= PASSAGE =
****

None of it seems to have worked particularly well. An estimated one in three children died before they turned five, and about 20 percent of all mothers died from the childbirth. To be fair, though, we don’t have any data on mothers who covered themselves with eagle dung and clutched onto the sacred girdle.
3. Aborted Fetuses Were Used As A Contraceptive
Before Planned Parenthood, there were other ways to get contraceptives. Women who needed contraceptives or an abortion could visit women who called themselves sorceresses—but these women didn’t exactly sell condoms and birth control pills.
The contraceptives these women sold were incredibly disturbing. They made magical amulets that were supposed to keep a woman from getting pregnant. Inside each one was a pair of weasel’s testicles, a child’s tooth, and a severed finger cut from an aborted fetus.[8]
They sold love potions, too, which were pretty much the same thing. Their love potions contained extracts of the purest essences of—you guessed it—aborted babies. Apparently, their customers would drink these.
It was all pretty messed up. Still, when it comes to the contraceptives, you’ve got to admit: Any woman wearing an amulet full of weasel testicles, baby teeth, and fetus parts probably isn’t going to be getting pregnant anytime soon.
2. Everyone Was Infested With Lice
It might not be too surprising, after all of this, to find out that the people of the Middle Ages had a little bit of a problem with lice. Pretty well everyone in medieval England struggled with lice and fleas, from the rich to the poor.

****

= RECORDS PROVIDED =
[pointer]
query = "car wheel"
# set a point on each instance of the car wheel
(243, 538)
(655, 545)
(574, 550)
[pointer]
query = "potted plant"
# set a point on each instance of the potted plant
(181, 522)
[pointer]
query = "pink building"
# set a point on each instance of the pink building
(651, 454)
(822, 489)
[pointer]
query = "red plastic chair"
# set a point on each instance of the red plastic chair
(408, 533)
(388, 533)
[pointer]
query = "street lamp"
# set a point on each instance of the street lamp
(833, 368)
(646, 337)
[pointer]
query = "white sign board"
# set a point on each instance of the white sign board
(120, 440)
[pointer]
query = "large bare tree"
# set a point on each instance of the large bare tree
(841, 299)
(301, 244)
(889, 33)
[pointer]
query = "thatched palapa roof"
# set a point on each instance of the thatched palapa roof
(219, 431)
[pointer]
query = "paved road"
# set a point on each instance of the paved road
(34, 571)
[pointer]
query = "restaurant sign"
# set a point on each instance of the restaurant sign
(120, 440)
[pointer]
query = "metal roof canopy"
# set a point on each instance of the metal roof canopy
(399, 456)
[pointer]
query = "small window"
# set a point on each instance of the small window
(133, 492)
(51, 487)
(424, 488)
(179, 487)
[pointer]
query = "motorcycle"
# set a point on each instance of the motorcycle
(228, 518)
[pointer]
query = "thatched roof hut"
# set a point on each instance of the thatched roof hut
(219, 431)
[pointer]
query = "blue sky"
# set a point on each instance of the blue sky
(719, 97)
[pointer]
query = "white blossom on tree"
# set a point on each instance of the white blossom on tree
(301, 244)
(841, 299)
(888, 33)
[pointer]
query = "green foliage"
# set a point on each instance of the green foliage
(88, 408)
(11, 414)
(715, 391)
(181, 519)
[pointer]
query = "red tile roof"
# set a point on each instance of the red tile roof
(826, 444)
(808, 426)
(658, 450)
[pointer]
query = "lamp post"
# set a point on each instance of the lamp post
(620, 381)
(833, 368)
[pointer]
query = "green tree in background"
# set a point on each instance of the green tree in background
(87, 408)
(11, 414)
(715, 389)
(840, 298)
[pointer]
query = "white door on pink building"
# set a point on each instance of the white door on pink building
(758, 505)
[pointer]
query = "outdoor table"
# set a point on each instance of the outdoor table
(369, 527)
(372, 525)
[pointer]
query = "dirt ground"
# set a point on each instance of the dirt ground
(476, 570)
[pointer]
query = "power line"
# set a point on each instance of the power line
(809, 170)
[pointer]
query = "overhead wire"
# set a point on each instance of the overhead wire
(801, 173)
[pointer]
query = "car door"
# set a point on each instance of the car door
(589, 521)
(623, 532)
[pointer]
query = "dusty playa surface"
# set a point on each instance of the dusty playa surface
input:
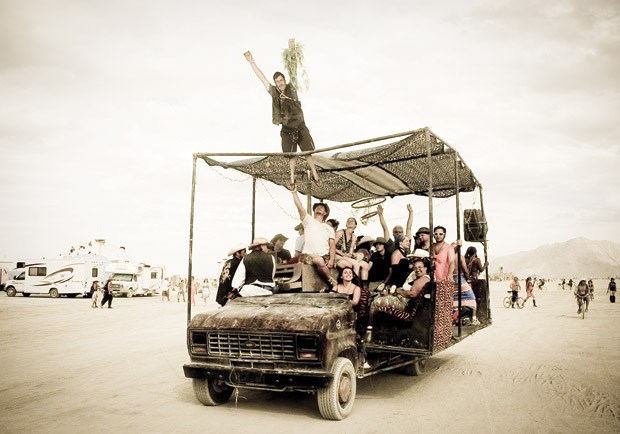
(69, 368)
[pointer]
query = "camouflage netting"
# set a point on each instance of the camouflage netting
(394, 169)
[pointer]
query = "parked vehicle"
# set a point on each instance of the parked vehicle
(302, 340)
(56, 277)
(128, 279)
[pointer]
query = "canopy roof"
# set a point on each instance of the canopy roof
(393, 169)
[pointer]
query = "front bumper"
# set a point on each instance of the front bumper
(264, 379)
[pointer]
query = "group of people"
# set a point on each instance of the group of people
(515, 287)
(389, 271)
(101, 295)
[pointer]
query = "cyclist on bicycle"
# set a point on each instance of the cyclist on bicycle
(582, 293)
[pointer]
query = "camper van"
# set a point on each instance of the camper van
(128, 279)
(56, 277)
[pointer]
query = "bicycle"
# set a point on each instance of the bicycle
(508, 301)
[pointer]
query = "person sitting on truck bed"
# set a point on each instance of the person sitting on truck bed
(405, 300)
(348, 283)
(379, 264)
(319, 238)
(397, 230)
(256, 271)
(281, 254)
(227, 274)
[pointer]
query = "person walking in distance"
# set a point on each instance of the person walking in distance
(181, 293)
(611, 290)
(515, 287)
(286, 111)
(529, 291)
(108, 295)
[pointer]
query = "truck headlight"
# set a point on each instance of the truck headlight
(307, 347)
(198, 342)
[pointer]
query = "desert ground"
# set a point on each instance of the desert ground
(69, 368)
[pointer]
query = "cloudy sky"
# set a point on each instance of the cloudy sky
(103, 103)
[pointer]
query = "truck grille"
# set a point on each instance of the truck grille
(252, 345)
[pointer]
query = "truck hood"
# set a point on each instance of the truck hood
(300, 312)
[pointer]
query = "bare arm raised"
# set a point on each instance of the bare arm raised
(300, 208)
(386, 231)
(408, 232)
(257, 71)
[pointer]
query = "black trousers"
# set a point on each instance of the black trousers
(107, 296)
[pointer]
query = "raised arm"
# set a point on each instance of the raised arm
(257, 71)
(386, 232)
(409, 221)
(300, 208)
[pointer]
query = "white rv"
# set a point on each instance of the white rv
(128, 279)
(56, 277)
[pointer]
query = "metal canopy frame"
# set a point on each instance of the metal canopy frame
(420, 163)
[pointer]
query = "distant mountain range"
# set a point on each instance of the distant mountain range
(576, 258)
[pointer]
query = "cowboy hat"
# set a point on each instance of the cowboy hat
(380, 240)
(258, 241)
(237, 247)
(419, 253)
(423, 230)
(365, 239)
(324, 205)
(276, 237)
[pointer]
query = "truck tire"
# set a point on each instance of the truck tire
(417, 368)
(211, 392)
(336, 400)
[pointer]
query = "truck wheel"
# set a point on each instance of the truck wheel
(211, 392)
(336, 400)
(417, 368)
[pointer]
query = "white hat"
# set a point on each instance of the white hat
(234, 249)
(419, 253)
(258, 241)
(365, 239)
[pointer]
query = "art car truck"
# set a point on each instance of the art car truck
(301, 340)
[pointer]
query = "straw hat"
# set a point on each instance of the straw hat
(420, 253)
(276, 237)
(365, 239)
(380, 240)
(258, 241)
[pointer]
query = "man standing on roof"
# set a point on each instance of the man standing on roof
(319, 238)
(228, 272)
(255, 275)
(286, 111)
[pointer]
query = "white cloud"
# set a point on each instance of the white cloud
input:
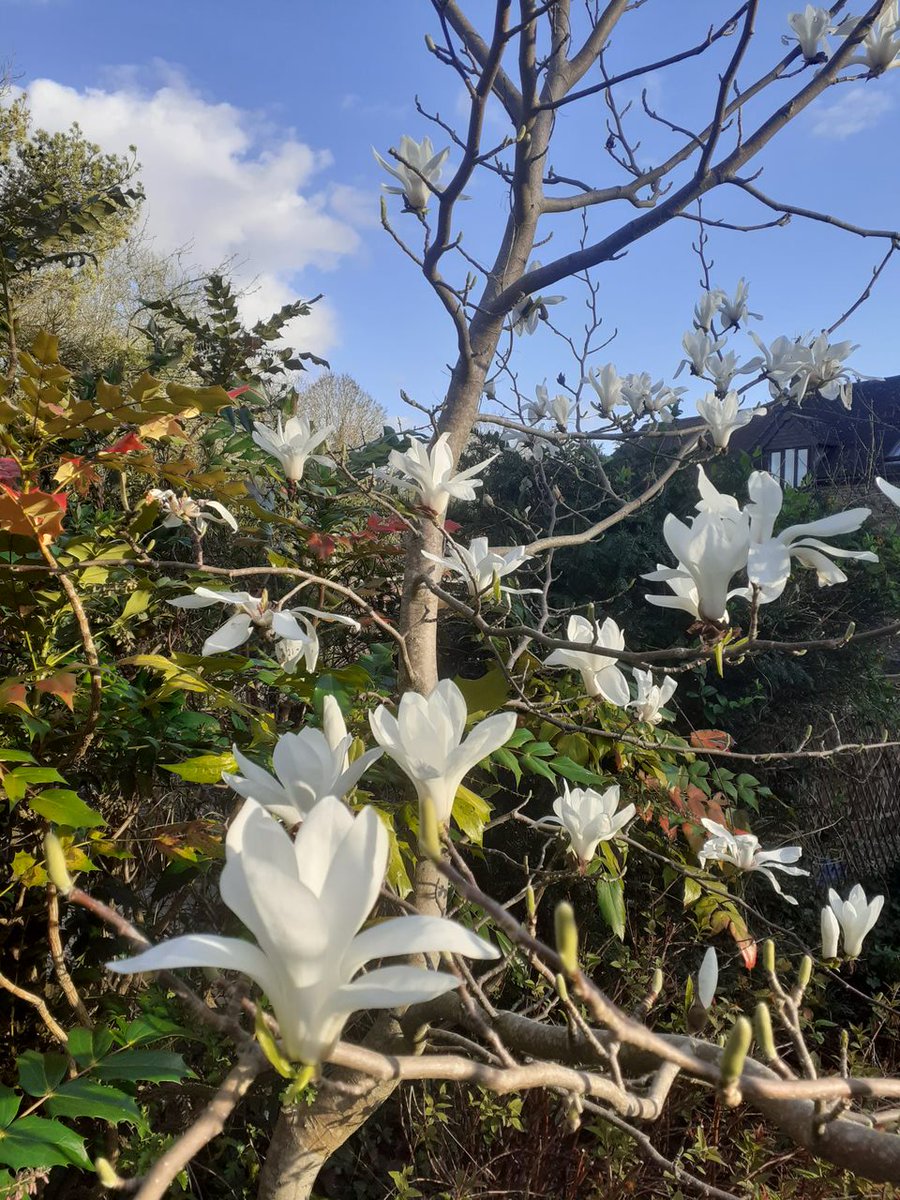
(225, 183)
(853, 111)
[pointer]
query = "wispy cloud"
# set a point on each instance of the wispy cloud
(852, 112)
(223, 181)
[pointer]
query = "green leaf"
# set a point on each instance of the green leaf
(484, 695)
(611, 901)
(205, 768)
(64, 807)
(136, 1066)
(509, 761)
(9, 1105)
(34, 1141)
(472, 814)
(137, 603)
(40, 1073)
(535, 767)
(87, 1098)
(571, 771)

****

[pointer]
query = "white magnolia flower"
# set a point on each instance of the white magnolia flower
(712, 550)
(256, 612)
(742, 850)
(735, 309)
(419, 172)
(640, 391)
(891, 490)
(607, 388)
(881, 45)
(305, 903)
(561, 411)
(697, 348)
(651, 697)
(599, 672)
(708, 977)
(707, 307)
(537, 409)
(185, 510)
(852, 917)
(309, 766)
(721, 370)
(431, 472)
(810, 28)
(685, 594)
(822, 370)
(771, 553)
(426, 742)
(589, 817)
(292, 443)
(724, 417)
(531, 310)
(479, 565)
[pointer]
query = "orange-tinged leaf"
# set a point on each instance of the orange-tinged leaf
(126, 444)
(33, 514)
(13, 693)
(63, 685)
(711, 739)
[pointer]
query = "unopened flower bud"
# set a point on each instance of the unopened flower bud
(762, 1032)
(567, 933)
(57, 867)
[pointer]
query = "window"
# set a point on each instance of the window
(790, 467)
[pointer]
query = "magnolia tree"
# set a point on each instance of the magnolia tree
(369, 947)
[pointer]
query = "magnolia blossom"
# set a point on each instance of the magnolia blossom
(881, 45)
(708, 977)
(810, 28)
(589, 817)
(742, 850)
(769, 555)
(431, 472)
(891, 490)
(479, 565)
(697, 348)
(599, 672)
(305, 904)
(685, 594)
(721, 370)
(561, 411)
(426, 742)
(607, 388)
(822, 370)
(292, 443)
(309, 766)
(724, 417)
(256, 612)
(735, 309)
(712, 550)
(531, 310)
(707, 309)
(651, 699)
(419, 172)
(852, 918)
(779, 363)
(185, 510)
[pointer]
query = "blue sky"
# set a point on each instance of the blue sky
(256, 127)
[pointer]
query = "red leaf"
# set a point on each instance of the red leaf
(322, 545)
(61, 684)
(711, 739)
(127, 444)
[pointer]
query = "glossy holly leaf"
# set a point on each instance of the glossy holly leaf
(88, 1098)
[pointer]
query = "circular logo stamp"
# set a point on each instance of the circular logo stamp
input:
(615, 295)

****

= EXERCISE INSTRUCTIONS =
1. According to the passage on medieval life, about what share of all mothers died from childbirth?
2. List every item that the passage on medieval life says was inside each sorceress's contraceptive amulet.
3. Write a continuation of the passage on medieval life, starting after its final sentence.

= ANSWERS FOR EACH ITEM =
1. About 20 percent.

2.
- A pair of weasel's testicles
- A child's tooth
- A severed finger cut from an aborted fetus

3.
It was a regular part of some people’s days to gather around with their friends and family to pick lice off each other’s bodies. That was especially true for people who had to travel. Some crusaders left letters behind praising the laundry women who’d come with them, saying that not only would they wash their clothes, but they were as “good as apes for picking fleas.”[9]
The problem got worse the poorer you were, though, and it wasn’t restricted to England. When an English pilgrim named Margery Kempe traveled into a town of German peasants, she wrote home with disgust that the poor people of Germany would spend their evenings stripped naked, sitting in a circle and picking vermin off one another.
1. The River Thames Was Full Of Rotting Meat
Few places stank worse than the River Thames. During the Middle Ages, it was considered normal practice for butchers to gather up all their unused, rotten meat, bundle it up, drag it out to the bridge, and dump it in the river.
Dumping rotten animal parts into the river was so common that one bridge had earned itself the nickname “Butcher’s Bridge,” and it was the most disgusting place in the whole country. The bridge was famous for being covered in dried blood and pieces of animal entrails that had spilled out of the butchers’ carts.[10]
It took until 1369 before anyone made a law against it, but it didn’t do much good. Even after dumping meat into the Thames became a crime, people kept writing letters complaining about it. “No one, by reason of such corruption of filth” one local protested, “could hardly venture to abide his house there.”
It was pretty disgusting—but it didn’t really stop there. It took nearly 500 years before anyone managed to stop people from dumping every piece of waste they had into the River Thames. It took until the 19th century before anyone put an end to the River Thames’s stench. But for 500 years, London’s great river was one of the smelliest places on Earth.